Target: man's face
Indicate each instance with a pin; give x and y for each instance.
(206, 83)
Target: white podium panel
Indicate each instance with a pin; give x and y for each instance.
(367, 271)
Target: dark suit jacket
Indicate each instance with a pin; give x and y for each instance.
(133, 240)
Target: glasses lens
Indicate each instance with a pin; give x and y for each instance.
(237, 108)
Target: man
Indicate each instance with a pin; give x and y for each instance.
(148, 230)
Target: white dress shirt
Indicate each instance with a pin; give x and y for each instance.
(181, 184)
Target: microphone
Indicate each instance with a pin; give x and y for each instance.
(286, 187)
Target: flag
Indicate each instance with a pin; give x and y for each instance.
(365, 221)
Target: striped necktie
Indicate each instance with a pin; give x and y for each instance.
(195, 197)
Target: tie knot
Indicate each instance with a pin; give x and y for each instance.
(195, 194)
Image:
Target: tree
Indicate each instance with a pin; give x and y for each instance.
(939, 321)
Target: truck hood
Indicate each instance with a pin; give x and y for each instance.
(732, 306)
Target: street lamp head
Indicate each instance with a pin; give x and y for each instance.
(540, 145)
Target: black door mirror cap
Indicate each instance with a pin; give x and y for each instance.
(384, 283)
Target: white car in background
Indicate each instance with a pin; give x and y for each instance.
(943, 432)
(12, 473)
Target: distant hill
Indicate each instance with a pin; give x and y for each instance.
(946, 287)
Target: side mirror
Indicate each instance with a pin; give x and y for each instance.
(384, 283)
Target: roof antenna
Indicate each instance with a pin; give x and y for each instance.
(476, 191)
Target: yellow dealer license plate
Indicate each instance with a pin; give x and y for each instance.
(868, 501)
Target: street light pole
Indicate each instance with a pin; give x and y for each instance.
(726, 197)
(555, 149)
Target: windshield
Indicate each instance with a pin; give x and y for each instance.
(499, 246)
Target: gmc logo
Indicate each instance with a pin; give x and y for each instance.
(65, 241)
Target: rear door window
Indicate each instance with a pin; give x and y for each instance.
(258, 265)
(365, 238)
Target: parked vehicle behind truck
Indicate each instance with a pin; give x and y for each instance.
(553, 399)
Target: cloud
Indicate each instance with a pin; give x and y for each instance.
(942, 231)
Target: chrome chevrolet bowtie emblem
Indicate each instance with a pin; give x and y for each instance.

Task objective: Rescale the data from the line with "Target: distant hill" up to and including the final line of the data, reproducing every line, requests included. Multiply each x and y coordinate in the answers by 0.9 and round to whole numbers, with halves rounded up.

Full response:
Target: distant hill
Indicate each instance with a pin; give x and y for each instance.
(851, 258)
Target: side mirror
Indicate each instance with a pin; give x and y for each instance.
(346, 255)
Target: roof antenna
Indicate each instance with a pin; give x and y for each instance.
(428, 172)
Target: yellow dealer license plate
Indicate each instance with a pin; give x and y for each instance.
(781, 451)
Target: street light pole
Indicate each instance with a pin; give x and y for each instance.
(653, 177)
(500, 134)
Target: windshield
Indicate each instance with a pin; give x and y for each instance.
(449, 221)
Target: gmc logo
Indicate each instance with a pin; give x and y for each instance.
(59, 217)
Target: rear door window
Indicate each instance with a pin; give x and y for each instance.
(232, 239)
(329, 214)
Target: parked vehicle behind truck
Indicate each instance with a pin; give x and y for each instance.
(498, 359)
Target: cloud
Indicate each instance with a pin; give x and y for each instance.
(848, 208)
Target: chrome chevrolet bowtie emblem
Indicate each instance with a pin; give x and y for each instance.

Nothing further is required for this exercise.